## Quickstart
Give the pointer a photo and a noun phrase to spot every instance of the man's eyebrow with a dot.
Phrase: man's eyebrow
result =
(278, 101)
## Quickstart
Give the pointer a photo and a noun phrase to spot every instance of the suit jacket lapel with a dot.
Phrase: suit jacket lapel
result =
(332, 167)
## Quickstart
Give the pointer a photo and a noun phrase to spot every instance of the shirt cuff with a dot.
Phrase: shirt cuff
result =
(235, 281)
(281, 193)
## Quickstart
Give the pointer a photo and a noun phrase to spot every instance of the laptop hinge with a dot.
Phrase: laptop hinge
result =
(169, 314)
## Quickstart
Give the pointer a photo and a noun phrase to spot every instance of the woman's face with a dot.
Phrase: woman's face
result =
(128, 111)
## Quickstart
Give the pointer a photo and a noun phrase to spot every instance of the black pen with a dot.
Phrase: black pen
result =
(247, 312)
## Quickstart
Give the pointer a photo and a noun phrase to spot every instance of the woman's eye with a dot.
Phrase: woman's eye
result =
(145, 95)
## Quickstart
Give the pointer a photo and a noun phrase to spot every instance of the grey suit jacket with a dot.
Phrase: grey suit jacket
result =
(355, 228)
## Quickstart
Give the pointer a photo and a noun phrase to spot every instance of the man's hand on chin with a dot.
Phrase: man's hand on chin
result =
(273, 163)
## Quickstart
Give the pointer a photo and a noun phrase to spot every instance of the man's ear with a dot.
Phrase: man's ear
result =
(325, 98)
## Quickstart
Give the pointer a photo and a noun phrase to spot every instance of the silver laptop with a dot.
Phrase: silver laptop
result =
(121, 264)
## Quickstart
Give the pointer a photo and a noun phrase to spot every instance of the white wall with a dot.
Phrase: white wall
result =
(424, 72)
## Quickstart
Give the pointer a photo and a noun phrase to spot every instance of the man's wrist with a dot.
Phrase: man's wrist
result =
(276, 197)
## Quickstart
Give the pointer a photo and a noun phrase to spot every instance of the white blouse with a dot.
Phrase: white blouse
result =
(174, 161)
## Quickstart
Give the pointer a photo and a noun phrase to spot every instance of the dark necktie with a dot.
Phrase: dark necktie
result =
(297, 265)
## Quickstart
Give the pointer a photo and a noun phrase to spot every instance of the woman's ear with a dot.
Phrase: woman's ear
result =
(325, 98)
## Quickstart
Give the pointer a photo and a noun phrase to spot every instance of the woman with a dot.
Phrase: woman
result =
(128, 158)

• **Problem to solve**:
Nothing but the lines from the one with "Phrase: woman's ear" through the last line of the entries should be repeated, and those exactly.

• **Answer to this exercise**:
Phrase: woman's ear
result =
(325, 98)
## Quickstart
Give the pointer a photo and a noun phrase to spot every instance of the woman with a dot.
Phrase: woman
result =
(128, 158)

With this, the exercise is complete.